[DATA]
>>>

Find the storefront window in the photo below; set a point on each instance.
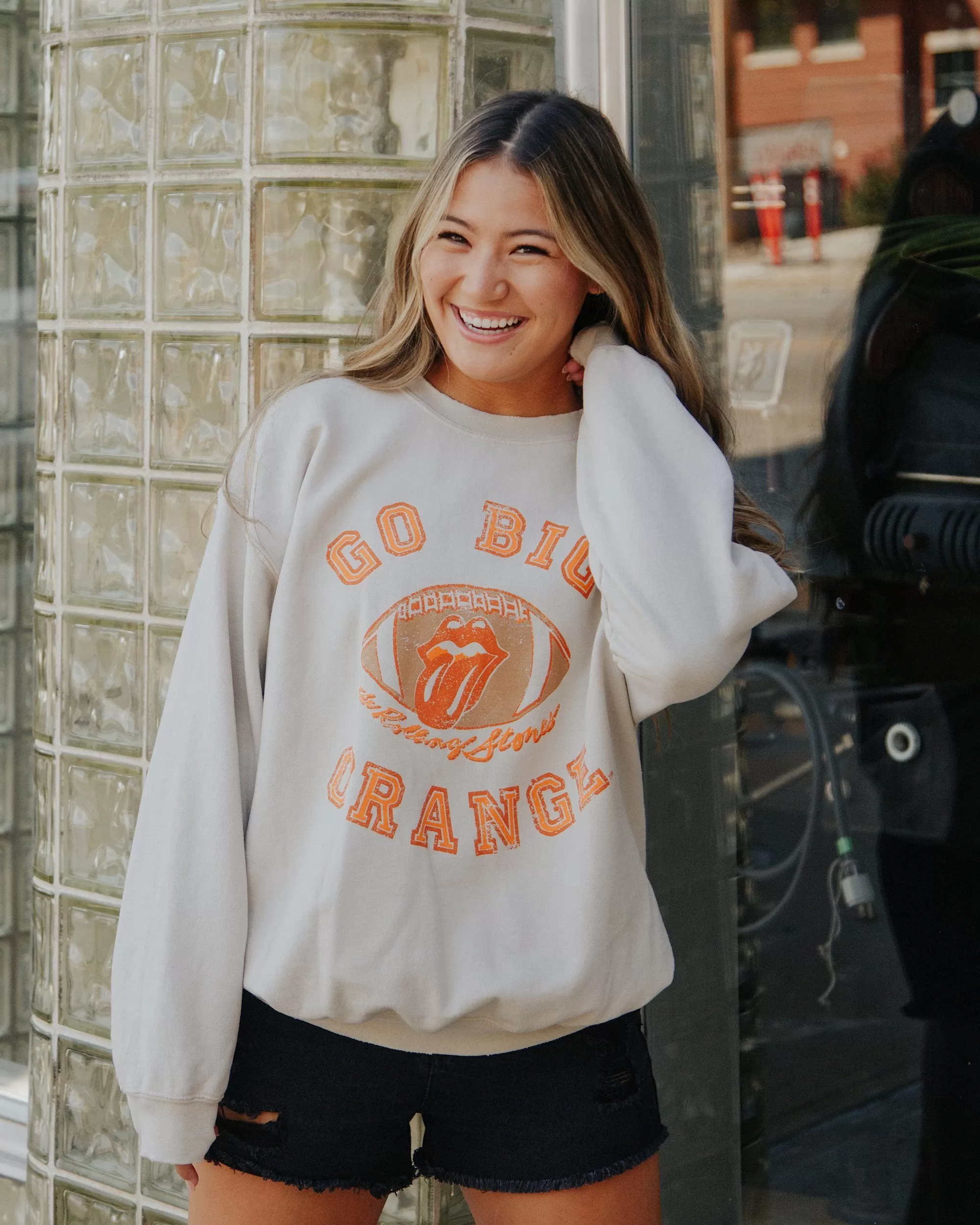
(837, 20)
(851, 315)
(773, 23)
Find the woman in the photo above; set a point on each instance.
(390, 852)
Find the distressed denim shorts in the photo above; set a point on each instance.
(549, 1118)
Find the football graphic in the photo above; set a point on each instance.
(465, 657)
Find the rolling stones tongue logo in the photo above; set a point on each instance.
(466, 657)
(460, 660)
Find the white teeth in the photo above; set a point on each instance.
(482, 324)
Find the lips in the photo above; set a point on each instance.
(460, 660)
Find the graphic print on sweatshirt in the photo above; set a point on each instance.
(468, 670)
(466, 657)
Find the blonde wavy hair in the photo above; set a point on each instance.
(602, 223)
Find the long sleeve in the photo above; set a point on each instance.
(179, 955)
(656, 496)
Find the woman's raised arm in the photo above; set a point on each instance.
(656, 496)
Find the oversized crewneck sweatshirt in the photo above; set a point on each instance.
(396, 787)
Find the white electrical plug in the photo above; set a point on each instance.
(856, 886)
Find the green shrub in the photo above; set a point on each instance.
(870, 199)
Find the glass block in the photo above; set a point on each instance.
(37, 1209)
(202, 103)
(27, 158)
(8, 682)
(104, 380)
(30, 86)
(46, 536)
(6, 999)
(49, 153)
(75, 1207)
(281, 361)
(27, 473)
(10, 297)
(85, 11)
(86, 947)
(53, 16)
(161, 1181)
(48, 254)
(45, 816)
(103, 542)
(194, 412)
(9, 167)
(10, 351)
(25, 694)
(199, 253)
(95, 1133)
(28, 273)
(6, 783)
(103, 685)
(47, 396)
(163, 643)
(322, 248)
(24, 784)
(8, 478)
(24, 865)
(9, 575)
(151, 1217)
(46, 684)
(6, 896)
(23, 986)
(537, 13)
(193, 8)
(42, 955)
(98, 816)
(104, 231)
(27, 366)
(287, 5)
(9, 42)
(496, 64)
(179, 517)
(26, 571)
(40, 1074)
(343, 94)
(107, 104)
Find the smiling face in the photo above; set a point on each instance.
(498, 288)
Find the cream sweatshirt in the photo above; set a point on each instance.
(396, 788)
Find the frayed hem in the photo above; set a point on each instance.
(378, 1190)
(531, 1186)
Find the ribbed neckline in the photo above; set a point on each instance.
(557, 428)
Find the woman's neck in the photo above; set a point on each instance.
(545, 392)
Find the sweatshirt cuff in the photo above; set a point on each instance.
(177, 1132)
(592, 339)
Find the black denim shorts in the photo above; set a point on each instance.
(559, 1115)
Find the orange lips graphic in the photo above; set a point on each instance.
(460, 660)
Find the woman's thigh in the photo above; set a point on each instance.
(229, 1197)
(633, 1197)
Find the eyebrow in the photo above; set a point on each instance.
(459, 221)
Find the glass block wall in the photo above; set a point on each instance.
(19, 94)
(220, 184)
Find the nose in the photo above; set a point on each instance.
(484, 281)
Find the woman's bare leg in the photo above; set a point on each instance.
(229, 1197)
(633, 1197)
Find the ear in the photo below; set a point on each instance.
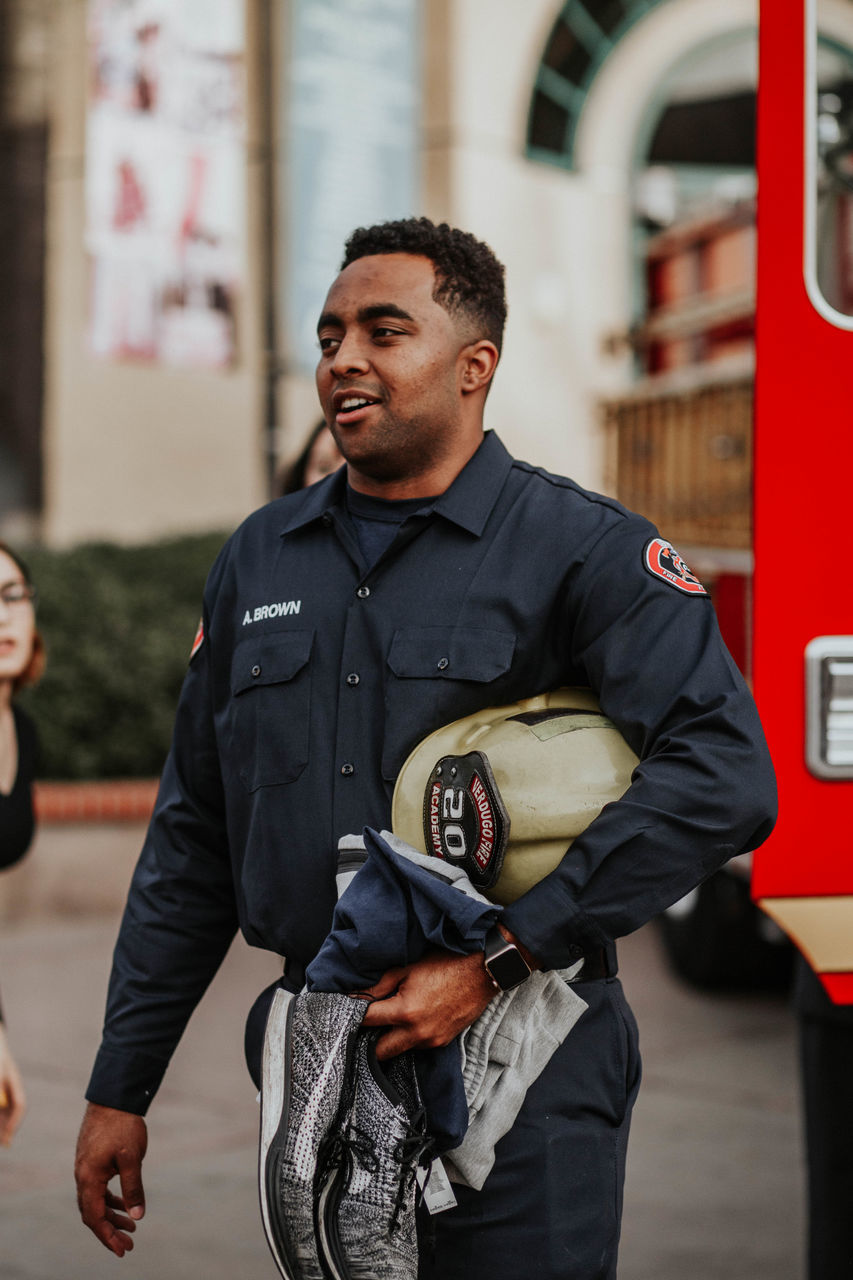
(478, 364)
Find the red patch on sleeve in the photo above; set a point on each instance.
(662, 561)
(200, 639)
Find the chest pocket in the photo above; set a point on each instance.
(270, 685)
(437, 675)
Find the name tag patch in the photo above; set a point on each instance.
(277, 609)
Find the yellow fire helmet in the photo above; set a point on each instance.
(503, 792)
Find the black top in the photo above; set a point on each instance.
(17, 822)
(319, 673)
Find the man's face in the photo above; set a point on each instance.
(389, 370)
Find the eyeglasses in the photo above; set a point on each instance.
(18, 593)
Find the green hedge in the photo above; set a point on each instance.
(118, 624)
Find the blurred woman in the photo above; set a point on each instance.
(22, 659)
(319, 457)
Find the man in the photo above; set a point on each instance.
(434, 577)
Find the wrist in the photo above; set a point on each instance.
(503, 961)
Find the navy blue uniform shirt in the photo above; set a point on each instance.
(318, 675)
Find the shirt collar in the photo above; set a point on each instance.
(468, 502)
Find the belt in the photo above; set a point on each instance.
(295, 973)
(598, 964)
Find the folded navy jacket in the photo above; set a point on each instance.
(391, 914)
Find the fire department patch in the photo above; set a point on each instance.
(200, 639)
(662, 560)
(465, 821)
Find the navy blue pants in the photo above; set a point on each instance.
(551, 1207)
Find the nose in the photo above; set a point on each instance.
(350, 357)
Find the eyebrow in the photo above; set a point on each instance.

<<<

[TASK OBJECTIVE] Copy every line of the records above word for word, from first to last, and leave out the pictures.

[THE REPLY]
Find the storefront window in the photo below; set a point on each instance.
(837, 20)
(851, 315)
(773, 23)
Find the woman in the photo above; set a point on each instance.
(390, 852)
Find the distressed denim shorts in the photo above; set a point on each instance.
(549, 1118)
Find the football graphic in the photo above; set a point on each instance.
(465, 657)
Find the rolling stones tongue logo in the photo above; set a point on each instance.
(466, 657)
(460, 660)
Find the white teeth in the photo above; set a point on each instance.
(482, 324)
Find the lips in the photo above; set a point on each instance.
(460, 660)
Find the graphic print on sweatshirt in the photo above; set a point on each instance.
(468, 670)
(466, 657)
Find the blonde wavy hair in the photo above; set a point on each instance.
(602, 223)
Find the long sleeve in the photo above; set a point on each instance.
(179, 955)
(656, 496)
Find the woman's raised arm in the photo above; set a point on each instance.
(656, 496)
Find the oversized crewneck sweatshirt in the photo above; set a point on each instance.
(396, 787)
Find the white electrical plug in the photo above; set a point on each instance.
(856, 886)
Find the green shrub in the photo above; set a point on each instance.
(870, 199)
Find the glass block in the photo above; set a point on each instance.
(37, 1209)
(202, 103)
(27, 158)
(8, 682)
(104, 380)
(30, 86)
(46, 536)
(6, 999)
(49, 153)
(75, 1207)
(281, 361)
(27, 473)
(10, 297)
(85, 11)
(86, 947)
(53, 16)
(161, 1181)
(48, 254)
(45, 816)
(103, 542)
(194, 412)
(9, 167)
(10, 351)
(25, 694)
(199, 253)
(95, 1133)
(28, 273)
(6, 783)
(103, 685)
(47, 396)
(163, 643)
(322, 248)
(24, 784)
(8, 478)
(24, 865)
(9, 575)
(151, 1217)
(46, 684)
(6, 896)
(23, 986)
(537, 13)
(193, 8)
(42, 955)
(98, 816)
(104, 231)
(27, 366)
(287, 5)
(9, 42)
(496, 64)
(179, 517)
(26, 571)
(40, 1074)
(343, 94)
(107, 104)
Find the smiling face in the photo above; set a point on each instance.
(498, 288)
Find the cream sweatshirt in the photo above; set a point on each instance.
(396, 788)
Find the frayed hem in the photo above; set a point on each instance.
(378, 1190)
(531, 1186)
Find the ribbed neckline in the photo above; set a point on each instance.
(557, 428)
Find the woman's neck in the photo above; set a point on each instance.
(545, 392)
Find the sweatshirt cuff in the photo above; set a point on each instance.
(177, 1132)
(592, 339)
Find the black denim shorts in the photo above; set a point on each instance.
(559, 1115)
Find the orange lips graphic in the photo above; set a point on each instance.
(460, 660)
Find the woman's thigh in the photo above; set a point on each instance.
(229, 1197)
(633, 1197)
Find the eyebrow in the photo above; set a point on each instance.
(459, 221)
Find the glass block wall in the photo above; set a point on each instance.
(19, 94)
(220, 184)
Find the nose in the photo above; set a point on each instance.
(484, 281)
Find the woman's bare leg in the photo above; set a point on each instance.
(229, 1197)
(633, 1197)
Find the ear in the photo below; set a point on each instance.
(478, 364)
Find the red patch on sleeve in the photo above; set a point on each instance.
(662, 561)
(200, 639)
Find the chest pocket in the photo above; set a point on each instance.
(270, 685)
(437, 675)
Find the name tag patch in the photo above; set a point on each instance.
(277, 609)
Find the yellow fire helmet in the photo above; set a point on each instance.
(503, 792)
Find the black top in the photo above; set a point on each instance.
(17, 822)
(319, 673)
Find the man's face in the photo above; set a point on each instance.
(389, 370)
Find the eyeglasses in the photo above; set a point on each instance.
(18, 593)
Find the green hedge in the photo above; set a point on each instance.
(118, 624)
Find the blurred woman in the photo above; set a point on each instance.
(22, 659)
(319, 457)
Find the man in the photo above; set a point on each instance.
(434, 577)
Find the wrist in the photo above; set a point on each instance.
(503, 961)
Find the navy blue uniform shirt in the photo above; set a point on each instance.
(318, 675)
Find the shirt collar in the photo above; set a point on each instance.
(468, 502)
Find the belt in the photo above; set a point on each instance.
(295, 973)
(598, 964)
Find the folded navy jacket in the photo above; set a point on each instance.
(391, 914)
Find the fire department patch in the photo above; set a point on each instance.
(200, 639)
(662, 560)
(465, 821)
Find the navy blue pants in the photo above; set a point on each instance.
(551, 1207)
Find the nose in the photo above; set a point on each instance.
(350, 357)
Find the eyebrow in the photo above; set a point on each instance.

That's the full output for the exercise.